▸ Selected text
┌────────

Oh, and the park factors actually improve / smooth the data for guys traded mid-season, by 6%. It's just the already really uncorrelated data of the guys who have changed both park and year that they fail to improve.


#7 Eric Van


  • fails often, thus succeeds


  • 10,844 posts

Posted 03 November 2009 - 10:40 AM

I've satisfied myself that the missing PAF is equally distributed among all fielders.* Which would make sense if it is a result of a systematic, general miscalculation in the metric.

(*Adding in UZR on INF to the estimate of BABIP makes it correlate somewhat stronger with Park Factor, adding in UZR of OF makes it correlate somewhat weaker, which is what you'd expect if the 4 infielders were somewhat more responsible for the park adjustment error than the 3 INF. If the error were disproprtionately with the OF, the opposite would have happened.)

Here are year to year correlations of UZR, raw and adjusted:

Year to Year UZR Correlations
OF 750 Inn 400 Inn 750 Adj 400 Adj
Same park, next year .61 .54 .62 .55
Different park, same year N/A .40 N/A .48
Different park, next year .13 .06 .10 .06
INF
Same park, next year .45 .45 .46 .47
Different park, same year N/A .59 N/A .58
Different park, next year .17 .17 .09 .14


It does bother me that the park factors make the correlations for the players who changed parks from one year to the next worse, not better. But the unadjusted data makes even less sense! It's clear from the much larger sample of players who did not change teams that OF data is more consistent than INF data (which is a surprise at first, but not if you think about it. In general, the numbers for OF are higher, and really bad defensive INF tend to lose their jobs while bad OF get to keep theirs if they hit. So the data set for OF includes more very high or very low pairs). But for players who change teams, the INF show more consistency.

We can estimate the separate impact of changing park and changing year by subtracting relevant correlations. For instance, to estimate the importance of park, subtract "different park, next year" from "same park, next year." Here's what you get (using the minimum-400 inning data since there's no 750-inning data for players traded mid-season):

Estimates of Effect Sizes on UZR Consistency
Effect of Raw Adj
Park-OF .48 .49
Park-INF .28 .33
Year-OF .34 .42
Year-INF .42 .44


Changing parks scrambles OF data much more than INF data, which makes sense.

The estimates of the impact of changing years is really interesting. It's an important finding that guys who are traded mid-season have a much stronger correlation than guys traded in the off-season. That makes our estimate of the impact of changing years quite large. In the raw data, it was larger for INF than OF, which I can't make sense of. The adjusted data equalizes this, which may well be good. In general, the disruption caused by changing years is about equal to that of changing parks.

└────────

▸ Data for this exercise
┌────────

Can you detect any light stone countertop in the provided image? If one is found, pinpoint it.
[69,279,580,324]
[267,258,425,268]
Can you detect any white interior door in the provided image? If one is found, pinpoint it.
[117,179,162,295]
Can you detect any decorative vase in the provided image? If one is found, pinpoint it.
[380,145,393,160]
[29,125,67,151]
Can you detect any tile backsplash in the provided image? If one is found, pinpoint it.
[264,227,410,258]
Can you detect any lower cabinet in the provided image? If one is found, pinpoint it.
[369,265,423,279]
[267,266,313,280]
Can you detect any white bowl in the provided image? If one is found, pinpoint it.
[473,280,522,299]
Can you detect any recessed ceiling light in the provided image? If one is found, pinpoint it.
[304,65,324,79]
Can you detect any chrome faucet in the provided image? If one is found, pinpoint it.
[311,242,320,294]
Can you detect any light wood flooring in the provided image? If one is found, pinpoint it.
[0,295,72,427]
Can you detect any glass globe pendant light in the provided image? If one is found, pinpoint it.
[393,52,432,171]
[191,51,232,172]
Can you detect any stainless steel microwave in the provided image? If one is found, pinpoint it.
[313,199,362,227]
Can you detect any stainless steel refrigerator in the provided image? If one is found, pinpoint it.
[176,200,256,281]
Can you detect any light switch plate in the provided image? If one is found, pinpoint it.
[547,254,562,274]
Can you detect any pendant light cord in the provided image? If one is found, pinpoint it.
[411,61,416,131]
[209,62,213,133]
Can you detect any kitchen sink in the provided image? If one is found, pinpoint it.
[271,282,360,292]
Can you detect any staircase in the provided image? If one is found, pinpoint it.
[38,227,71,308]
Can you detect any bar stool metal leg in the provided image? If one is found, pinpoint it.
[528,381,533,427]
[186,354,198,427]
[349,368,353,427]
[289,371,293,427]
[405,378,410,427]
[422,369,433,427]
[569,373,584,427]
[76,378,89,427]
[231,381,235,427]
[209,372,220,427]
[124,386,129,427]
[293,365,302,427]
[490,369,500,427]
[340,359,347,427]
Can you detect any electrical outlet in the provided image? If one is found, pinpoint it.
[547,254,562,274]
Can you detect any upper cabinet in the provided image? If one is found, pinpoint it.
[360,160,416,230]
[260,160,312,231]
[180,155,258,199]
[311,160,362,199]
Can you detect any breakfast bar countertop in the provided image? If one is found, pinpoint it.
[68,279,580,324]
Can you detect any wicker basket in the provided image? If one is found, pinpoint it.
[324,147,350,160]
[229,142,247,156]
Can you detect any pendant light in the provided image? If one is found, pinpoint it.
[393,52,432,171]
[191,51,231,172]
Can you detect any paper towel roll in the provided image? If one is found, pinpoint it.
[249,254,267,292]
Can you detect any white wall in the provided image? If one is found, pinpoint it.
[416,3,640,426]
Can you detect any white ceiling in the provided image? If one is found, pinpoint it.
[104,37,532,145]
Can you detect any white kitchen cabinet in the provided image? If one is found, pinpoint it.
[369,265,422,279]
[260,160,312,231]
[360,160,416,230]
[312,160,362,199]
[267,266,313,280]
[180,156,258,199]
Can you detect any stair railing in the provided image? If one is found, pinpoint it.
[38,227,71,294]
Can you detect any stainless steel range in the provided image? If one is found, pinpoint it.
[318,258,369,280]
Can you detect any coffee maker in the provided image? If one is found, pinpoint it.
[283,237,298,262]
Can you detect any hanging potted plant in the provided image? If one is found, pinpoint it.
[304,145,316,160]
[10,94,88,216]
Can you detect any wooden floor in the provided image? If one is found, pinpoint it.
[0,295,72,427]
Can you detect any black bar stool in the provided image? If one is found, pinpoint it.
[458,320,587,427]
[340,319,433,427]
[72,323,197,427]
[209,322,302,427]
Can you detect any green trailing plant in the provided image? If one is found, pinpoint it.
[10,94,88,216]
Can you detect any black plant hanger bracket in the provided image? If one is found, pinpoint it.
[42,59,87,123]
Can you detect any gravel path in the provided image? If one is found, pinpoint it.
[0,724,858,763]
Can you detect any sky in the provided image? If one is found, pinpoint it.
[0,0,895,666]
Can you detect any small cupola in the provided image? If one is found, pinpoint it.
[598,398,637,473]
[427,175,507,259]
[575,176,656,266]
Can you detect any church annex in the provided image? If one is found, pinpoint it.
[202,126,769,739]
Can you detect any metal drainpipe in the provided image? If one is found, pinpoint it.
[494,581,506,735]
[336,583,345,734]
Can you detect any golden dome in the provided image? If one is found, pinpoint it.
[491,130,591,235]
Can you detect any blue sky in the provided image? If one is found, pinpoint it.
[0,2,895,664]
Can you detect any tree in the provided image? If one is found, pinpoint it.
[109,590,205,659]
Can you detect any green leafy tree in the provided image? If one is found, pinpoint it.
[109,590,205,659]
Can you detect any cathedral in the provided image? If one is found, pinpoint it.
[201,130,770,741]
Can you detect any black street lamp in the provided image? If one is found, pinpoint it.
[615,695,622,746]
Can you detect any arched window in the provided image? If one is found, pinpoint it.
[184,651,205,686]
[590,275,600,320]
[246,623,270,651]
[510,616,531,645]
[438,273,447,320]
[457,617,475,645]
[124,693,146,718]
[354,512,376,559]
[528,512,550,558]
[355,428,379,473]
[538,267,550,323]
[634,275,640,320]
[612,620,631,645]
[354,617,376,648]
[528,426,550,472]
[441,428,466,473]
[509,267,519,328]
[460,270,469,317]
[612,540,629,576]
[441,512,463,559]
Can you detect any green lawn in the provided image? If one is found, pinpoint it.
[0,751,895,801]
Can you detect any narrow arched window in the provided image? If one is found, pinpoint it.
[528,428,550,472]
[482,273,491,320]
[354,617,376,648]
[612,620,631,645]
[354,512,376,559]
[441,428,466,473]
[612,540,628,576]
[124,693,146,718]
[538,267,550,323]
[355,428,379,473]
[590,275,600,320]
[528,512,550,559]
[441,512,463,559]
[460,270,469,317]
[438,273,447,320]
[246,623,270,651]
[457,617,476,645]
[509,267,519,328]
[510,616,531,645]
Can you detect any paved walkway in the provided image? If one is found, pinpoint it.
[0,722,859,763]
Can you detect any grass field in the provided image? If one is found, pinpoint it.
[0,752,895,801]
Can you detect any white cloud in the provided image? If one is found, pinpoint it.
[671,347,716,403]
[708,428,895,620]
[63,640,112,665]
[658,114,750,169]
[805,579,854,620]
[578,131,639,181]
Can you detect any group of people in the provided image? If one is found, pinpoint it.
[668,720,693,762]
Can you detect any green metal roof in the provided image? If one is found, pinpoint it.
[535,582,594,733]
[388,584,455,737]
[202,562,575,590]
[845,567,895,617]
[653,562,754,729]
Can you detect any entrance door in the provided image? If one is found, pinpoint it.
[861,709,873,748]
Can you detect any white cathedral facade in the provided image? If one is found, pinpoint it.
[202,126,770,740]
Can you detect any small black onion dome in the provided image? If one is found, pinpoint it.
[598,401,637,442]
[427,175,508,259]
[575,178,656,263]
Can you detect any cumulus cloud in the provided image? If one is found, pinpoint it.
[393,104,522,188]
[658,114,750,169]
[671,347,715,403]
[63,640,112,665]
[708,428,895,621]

└────────

▸ Set task 1
According to the forum post on UZR correlations, why is outfield data more consistent than infield data for players who did not change teams? Answer in one to three sentences.
▸ Set task 2
Rewrite the entries in the stretch from the line containing "Can you detect any metal" through the line containing "[0,751,895,801]", replacing "pinpoint" with "locate" and leaving everything else unchanged.

▸ Task output 1
Outfield numbers are generally higher, and infielders who are really bad defensively tend to lose their jobs, while bad outfielders keep theirs if they hit. As a result, the outfield data set includes more very high or very low pairs.

▸ Task output 2
Can you detect any metal drainpipe in the provided image? If one is found, locate it.
[494,581,506,735]
[336,583,345,734]
Can you detect any golden dome in the provided image? If one is found, locate it.
[491,130,591,235]
Can you detect any blue sky in the provided image? If one is found, locate it.
[0,2,895,664]
Can you detect any tree in the provided image? If one is found, locate it.
[109,590,205,659]
Can you detect any green leafy tree in the provided image? If one is found, locate it.
[109,590,205,659]
Can you detect any cathedral in the provided image? If one is found, locate it.
[201,130,770,741]
Can you detect any black street lamp in the provided image? If one is found, locate it.
[615,695,622,746]
Can you detect any arched window in the provided image? If one is found, locate it.
[184,651,205,686]
[590,275,600,320]
[246,623,270,651]
[510,616,531,645]
[438,273,447,320]
[457,617,475,645]
[124,693,146,718]
[354,512,376,559]
[528,512,550,558]
[355,428,379,473]
[538,267,550,323]
[634,275,640,320]
[612,620,631,645]
[354,617,376,648]
[528,426,550,472]
[441,428,466,473]
[509,267,519,328]
[460,270,469,317]
[612,540,629,576]
[441,512,463,559]
Can you detect any green lawn in the provided image? If one is found, locate it.
[0,751,895,801]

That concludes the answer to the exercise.